PROVIDED DATA
"""

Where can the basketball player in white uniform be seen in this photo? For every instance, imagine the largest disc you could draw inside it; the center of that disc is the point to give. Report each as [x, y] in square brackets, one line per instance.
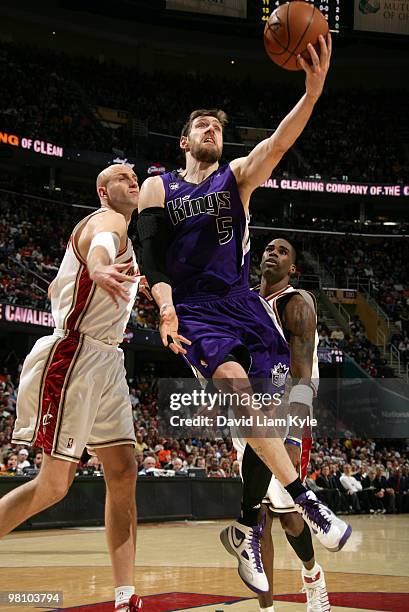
[294, 311]
[73, 391]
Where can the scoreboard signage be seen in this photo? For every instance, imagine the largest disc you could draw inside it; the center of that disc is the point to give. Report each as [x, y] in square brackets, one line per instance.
[11, 313]
[386, 16]
[221, 8]
[344, 188]
[331, 9]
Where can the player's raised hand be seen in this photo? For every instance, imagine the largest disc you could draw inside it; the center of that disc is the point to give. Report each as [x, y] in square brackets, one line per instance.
[111, 279]
[317, 70]
[144, 288]
[168, 328]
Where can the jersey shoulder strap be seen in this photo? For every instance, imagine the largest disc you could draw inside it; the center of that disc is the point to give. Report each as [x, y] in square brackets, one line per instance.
[309, 298]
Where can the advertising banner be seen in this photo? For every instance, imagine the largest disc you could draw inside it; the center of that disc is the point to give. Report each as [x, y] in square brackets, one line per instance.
[221, 8]
[391, 17]
[332, 187]
[12, 313]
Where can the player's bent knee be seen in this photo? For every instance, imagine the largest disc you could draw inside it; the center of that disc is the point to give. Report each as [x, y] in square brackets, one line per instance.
[292, 523]
[120, 473]
[52, 490]
[231, 370]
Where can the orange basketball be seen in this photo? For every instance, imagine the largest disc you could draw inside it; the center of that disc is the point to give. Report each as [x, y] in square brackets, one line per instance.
[288, 31]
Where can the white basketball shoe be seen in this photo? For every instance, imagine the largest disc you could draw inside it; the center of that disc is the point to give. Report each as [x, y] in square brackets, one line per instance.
[244, 543]
[316, 590]
[330, 530]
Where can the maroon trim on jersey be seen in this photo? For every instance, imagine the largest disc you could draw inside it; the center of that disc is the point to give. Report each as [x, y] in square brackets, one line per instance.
[54, 389]
[83, 294]
[277, 293]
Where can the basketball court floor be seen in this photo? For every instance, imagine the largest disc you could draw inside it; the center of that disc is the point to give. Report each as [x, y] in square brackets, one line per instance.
[182, 566]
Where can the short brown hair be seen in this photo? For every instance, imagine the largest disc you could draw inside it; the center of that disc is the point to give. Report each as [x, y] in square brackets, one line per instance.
[204, 112]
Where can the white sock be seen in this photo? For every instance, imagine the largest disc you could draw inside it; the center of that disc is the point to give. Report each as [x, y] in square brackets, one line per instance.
[312, 571]
[123, 594]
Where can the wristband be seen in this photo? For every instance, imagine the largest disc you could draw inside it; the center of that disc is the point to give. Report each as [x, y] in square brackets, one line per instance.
[301, 394]
[163, 307]
[293, 441]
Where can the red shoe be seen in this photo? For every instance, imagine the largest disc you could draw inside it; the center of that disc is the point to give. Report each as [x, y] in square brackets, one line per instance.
[134, 604]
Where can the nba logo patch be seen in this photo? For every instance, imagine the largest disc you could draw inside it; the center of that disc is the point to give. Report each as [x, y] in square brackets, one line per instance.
[279, 374]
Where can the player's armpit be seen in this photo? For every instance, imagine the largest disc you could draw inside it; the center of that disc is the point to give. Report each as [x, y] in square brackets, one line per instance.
[299, 319]
[154, 237]
[111, 222]
[253, 170]
[152, 193]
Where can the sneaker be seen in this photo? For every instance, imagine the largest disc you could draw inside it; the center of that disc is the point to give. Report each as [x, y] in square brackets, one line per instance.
[244, 543]
[330, 530]
[133, 605]
[316, 590]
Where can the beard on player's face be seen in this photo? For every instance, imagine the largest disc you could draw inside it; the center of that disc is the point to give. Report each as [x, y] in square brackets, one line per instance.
[205, 154]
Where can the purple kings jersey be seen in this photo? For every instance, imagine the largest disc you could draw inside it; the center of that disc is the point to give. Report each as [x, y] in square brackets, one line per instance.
[209, 248]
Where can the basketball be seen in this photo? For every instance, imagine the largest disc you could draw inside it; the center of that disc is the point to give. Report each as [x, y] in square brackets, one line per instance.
[288, 31]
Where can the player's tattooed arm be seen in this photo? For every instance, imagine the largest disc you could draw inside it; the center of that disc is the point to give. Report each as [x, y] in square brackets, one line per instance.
[253, 170]
[299, 319]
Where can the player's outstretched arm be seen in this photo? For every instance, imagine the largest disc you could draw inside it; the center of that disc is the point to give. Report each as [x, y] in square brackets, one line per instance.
[300, 320]
[99, 244]
[256, 168]
[153, 234]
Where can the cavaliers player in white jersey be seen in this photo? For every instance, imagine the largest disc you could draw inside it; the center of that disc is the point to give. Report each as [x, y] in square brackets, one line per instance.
[73, 391]
[295, 312]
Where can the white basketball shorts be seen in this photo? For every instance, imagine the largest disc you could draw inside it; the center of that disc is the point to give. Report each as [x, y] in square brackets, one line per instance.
[73, 394]
[277, 498]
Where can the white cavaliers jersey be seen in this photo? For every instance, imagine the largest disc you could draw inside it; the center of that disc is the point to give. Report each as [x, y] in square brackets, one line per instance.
[78, 304]
[309, 298]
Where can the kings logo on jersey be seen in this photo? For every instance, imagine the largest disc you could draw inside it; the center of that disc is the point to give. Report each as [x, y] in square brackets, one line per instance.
[279, 374]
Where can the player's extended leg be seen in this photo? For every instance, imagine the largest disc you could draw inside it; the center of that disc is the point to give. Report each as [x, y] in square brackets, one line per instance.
[266, 600]
[49, 487]
[299, 537]
[120, 472]
[242, 540]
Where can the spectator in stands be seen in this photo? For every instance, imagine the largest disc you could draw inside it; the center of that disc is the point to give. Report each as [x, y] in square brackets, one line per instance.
[10, 467]
[200, 463]
[337, 334]
[235, 469]
[22, 459]
[149, 464]
[215, 471]
[38, 459]
[140, 443]
[177, 465]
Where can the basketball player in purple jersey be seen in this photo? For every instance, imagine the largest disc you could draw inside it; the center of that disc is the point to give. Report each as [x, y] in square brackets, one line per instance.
[193, 227]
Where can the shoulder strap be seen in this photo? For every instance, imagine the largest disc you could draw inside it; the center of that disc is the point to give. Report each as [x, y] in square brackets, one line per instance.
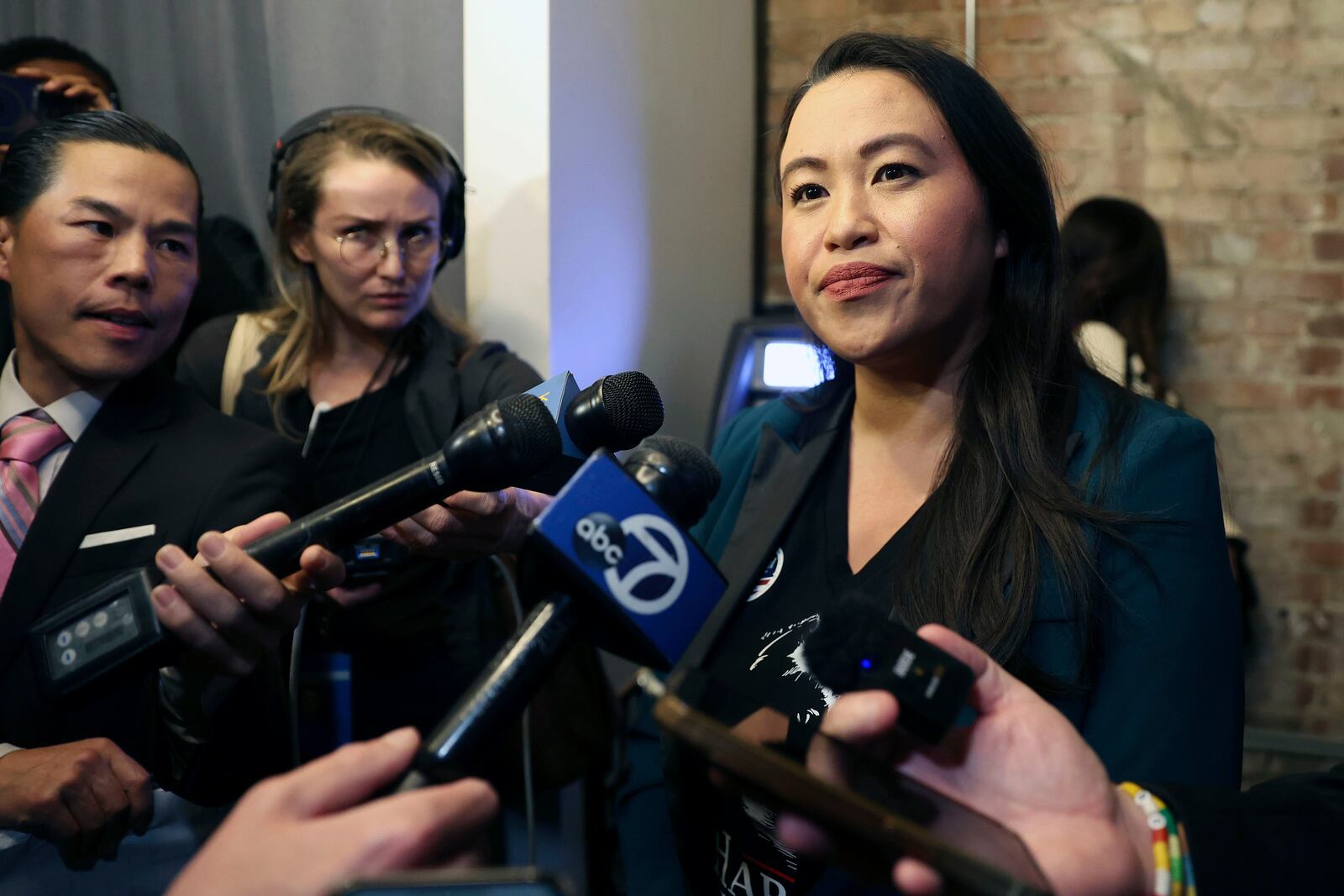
[242, 355]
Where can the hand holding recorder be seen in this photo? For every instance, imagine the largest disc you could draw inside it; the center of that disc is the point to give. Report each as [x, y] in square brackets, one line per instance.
[1021, 763]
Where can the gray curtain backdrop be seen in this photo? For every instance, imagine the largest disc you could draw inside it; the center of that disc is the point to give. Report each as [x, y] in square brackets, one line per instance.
[226, 76]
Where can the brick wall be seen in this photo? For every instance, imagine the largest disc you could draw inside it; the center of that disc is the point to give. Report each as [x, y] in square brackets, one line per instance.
[1223, 117]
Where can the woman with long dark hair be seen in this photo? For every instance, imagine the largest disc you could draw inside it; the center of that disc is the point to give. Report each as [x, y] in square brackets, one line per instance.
[963, 466]
[1117, 281]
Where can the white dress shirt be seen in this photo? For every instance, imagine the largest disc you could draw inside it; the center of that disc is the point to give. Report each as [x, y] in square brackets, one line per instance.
[71, 414]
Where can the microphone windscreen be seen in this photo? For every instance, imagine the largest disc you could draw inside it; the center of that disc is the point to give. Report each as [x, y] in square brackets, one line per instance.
[676, 474]
[615, 412]
[694, 464]
[533, 436]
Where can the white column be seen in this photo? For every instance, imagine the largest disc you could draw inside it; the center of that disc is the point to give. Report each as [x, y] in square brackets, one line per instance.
[506, 121]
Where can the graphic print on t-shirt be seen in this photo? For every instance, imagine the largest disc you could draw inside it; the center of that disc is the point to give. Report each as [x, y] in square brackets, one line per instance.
[781, 658]
[759, 664]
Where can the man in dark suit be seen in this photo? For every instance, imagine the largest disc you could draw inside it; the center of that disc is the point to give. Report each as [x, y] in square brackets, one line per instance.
[105, 466]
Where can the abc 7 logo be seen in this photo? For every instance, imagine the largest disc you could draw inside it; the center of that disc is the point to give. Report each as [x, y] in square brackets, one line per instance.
[601, 542]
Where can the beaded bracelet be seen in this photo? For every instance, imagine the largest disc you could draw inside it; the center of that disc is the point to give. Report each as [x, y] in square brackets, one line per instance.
[1173, 872]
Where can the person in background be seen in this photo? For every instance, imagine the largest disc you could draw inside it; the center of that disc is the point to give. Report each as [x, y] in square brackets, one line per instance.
[233, 270]
[105, 466]
[963, 466]
[1119, 280]
[1023, 765]
[354, 362]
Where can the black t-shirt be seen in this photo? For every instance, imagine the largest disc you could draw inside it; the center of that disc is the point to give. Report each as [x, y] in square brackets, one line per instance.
[761, 663]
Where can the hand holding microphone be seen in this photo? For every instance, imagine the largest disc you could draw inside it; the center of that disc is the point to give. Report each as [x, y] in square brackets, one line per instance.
[503, 443]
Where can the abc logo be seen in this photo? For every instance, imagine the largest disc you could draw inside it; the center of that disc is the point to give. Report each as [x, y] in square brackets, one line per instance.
[598, 540]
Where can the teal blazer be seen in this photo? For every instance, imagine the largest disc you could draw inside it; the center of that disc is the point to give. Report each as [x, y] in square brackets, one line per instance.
[1166, 698]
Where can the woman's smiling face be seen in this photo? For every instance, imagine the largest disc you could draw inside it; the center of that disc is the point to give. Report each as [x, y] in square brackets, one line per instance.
[887, 246]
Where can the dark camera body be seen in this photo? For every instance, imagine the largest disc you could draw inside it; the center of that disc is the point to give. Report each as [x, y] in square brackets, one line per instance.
[24, 105]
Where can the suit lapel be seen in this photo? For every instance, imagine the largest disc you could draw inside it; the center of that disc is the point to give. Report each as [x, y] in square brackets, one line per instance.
[116, 443]
[780, 477]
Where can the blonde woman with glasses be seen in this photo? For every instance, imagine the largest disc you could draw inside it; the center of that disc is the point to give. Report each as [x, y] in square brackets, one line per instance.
[358, 369]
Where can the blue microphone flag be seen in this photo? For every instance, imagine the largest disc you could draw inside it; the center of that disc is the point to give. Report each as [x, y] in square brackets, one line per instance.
[652, 584]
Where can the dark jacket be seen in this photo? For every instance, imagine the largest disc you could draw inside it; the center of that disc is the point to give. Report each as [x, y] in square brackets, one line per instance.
[448, 382]
[1167, 699]
[152, 454]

"""

STATED GOAL
Rewrite the items from the line containing "Where can the player's extended" up to and including the line containing "[1021, 763]", changing "spectator in stands" to "fan in the crowd" and keeping everything else the same. Leave the pictures out.

RESULT BELOW
Where can the player's extended leg be seen in this photo? For every instance, imagine the largest disc you could draw inside it; the center of that disc is the point to give. Report each as [x, y] in square brackets, one line per instance.
[266, 600]
[49, 487]
[299, 537]
[120, 472]
[242, 540]
Where can the fan in the crowd be seen in this photo? For every instance, imagine the largest disc you could draw inside it; the center of that disc is the point to give. Report each as [x, y] in square brackets, one line per instance.
[10, 467]
[200, 463]
[337, 334]
[235, 469]
[22, 459]
[149, 464]
[215, 471]
[38, 459]
[140, 443]
[177, 465]
Where can the basketball player in purple jersey be seen in this photo? For every instance, imagine the largest disc you could draw inside it; the center of that disc is the point to give. Report each as [x, y] in square brackets, one line per instance.
[193, 227]
Where can the shoulder strap be seen in this photo? For every instance, imagine the largest disc you could draw inside it; the center of that disc is the point to give. Report each as [x, y] in square brackets, one line per instance.
[242, 355]
Where can the hand holding recorder be seen in this photo? For every instance, imagine the largest disc you could draw inside it; the center of that disc is the point to give. Report each as [x, y] in square brackets, one line per instance.
[1021, 763]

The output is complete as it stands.